### Extrait du texte
RD Congo – 2016 : Et si la présidentielle n’avait pas lieu ?
Par Boniface Musavuli
« On n’organise pas une élection pour la perdre », disait Omar Bongo. Herman Cohen va plus loin en précisant qu’en Afrique, « pour qu’un président perde une élection, il faut qu’il ait envie de la perdre ». Si les opposants congolais et les masses populaires ne prennent pas le contrôle des enjeux de 2016 en finançant le processus à 100%, il y a peu de chance qu’une alternance démocratique se produise à la tête du Congo. Joseph Kabila et ses deux prédécesseurs furent portés au pouvoir dans des scénarios qui ne laissaient aucune possibilité aux Congolais de décider du nom de leur président, parce qu’ils ne s’étaient pas approprié le processus électoral, ce qui risque, à nouveau, d’être le cas. L’explication à ces alternances en forme de hold-up est à rechercher dans le cynisme de la realpolitik, et tout le monde à la fois peut en être rendu responsable. En effet, l’arrivée à la tête du Congo d’un président démocratiquement élu est une perspective qui n’arrange les affaires de personne.
Kabila et son calendrier électoral
Tenaillé par l’angoisse d’une comparution en justice que lui promettent déjà ses opposants[1], Joseph Kabila semble avoir maintenant décidé de ne plus quitter le pouvoir. Il mise sur le glissement du calendrier électoral[2] jusqu’en 2018 sur fond d’un recensement de la population[3]. Si le calendrier peut glisser jusqu’en 2018, il pourrait tout aussi glisser jusqu’en 2020, voire au-delà. En effet, lorsque le calendrier électoral se met à glisser, il pourrait glisser indéfiniment. Le dernier mandat de Mobutu s’arrêtait en 1991. L’élection présidentielle promise au 4 décembre 1991 n’aura jamais lieu. Le calendrier avait « glissé » année après année jusqu’à la guerre de l’AFDL et le renversement de Mobutu le 17 mai 1997. La Côte d’Ivoire fit, elle aussi, les frais du glissement du calendrier électoral – jusqu’à cinq ans – et la fin brutale de la présidence de Laurent Gbagbo. Au Congo même, les membres actuels du sénat sont issus des élections de 2007. Ils devaient se représenter devant les électeurs en 2012. Leur calendrier électoral continue de « glisser ». En plus du glissement du calendrier électoral sur fond du recensement de la population, la présidentielle au Congo est annoncée pour être compromise sur fond de la nouvelle guerre qui s’annonce dans le Kivu après les massacres de Beni. On n’organise pas une élection dans un pays en guerre.

### Énoncé A
D'après l'extrait du texte, à quelle date l'élection présidentielle promise à la fin du dernier mandat de Mobutu devait-elle se tenir ?
### Énoncé B
Selon l'extrait du texte, pourquoi Joseph Kabila semble-t-il avoir décidé de ne plus quitter le pouvoir ?

Items conservés d'une collection:
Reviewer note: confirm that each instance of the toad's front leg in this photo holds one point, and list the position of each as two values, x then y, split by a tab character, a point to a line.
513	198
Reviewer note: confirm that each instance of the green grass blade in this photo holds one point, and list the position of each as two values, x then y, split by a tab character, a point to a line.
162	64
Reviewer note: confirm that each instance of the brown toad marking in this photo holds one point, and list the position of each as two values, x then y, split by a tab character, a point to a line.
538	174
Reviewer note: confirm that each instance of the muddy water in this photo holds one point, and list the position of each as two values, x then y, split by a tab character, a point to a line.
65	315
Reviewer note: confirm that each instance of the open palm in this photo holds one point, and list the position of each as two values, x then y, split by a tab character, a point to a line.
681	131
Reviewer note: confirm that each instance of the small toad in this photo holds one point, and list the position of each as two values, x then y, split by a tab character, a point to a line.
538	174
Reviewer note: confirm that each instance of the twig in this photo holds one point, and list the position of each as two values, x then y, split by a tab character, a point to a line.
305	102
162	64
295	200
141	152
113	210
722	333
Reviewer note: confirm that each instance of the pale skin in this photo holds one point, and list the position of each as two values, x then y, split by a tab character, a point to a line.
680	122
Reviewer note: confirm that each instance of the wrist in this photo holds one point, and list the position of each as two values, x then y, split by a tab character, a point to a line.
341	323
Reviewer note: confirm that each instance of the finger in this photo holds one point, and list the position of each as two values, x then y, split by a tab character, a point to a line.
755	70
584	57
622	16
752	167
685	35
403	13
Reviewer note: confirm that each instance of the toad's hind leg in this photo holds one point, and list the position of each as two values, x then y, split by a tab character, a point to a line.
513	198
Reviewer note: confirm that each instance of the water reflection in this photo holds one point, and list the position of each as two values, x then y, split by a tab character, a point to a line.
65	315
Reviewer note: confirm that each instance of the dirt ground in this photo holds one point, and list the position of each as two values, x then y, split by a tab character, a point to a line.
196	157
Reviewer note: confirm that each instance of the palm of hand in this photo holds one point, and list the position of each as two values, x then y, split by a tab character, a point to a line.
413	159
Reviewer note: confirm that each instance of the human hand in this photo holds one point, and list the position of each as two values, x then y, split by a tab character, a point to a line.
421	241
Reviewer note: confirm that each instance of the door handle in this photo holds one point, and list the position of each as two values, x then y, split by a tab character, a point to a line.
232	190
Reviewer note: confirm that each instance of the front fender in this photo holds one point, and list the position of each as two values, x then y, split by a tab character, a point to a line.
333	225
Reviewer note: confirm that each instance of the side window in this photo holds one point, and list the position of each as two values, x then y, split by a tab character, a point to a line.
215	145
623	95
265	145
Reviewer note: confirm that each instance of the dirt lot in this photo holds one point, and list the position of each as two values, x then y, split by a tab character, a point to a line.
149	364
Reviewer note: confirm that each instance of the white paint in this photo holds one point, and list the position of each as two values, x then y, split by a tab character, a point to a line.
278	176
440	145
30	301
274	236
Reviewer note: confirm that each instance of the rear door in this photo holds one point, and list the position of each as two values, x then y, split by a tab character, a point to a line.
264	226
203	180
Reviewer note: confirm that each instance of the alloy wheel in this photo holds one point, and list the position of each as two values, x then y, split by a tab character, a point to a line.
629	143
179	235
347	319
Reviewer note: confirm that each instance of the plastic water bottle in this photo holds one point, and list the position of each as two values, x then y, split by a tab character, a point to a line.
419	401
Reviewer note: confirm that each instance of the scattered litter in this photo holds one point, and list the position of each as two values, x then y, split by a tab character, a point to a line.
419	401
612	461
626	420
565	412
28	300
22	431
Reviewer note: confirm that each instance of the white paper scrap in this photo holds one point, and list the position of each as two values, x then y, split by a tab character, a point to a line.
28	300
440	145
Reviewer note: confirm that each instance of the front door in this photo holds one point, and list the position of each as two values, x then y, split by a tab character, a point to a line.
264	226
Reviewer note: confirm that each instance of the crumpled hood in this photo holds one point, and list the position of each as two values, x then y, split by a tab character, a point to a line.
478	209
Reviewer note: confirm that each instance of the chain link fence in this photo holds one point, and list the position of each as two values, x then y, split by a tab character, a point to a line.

### Réponse A
Le 4 décembre 1991.

### Réponse B
Il est tenaillé par l'angoisse d'une comparution en justice que ses opposants lui promettent déjà. Il mise donc sur un glissement du calendrier électoral jusqu'en 2018, sur fond de recensement de la population.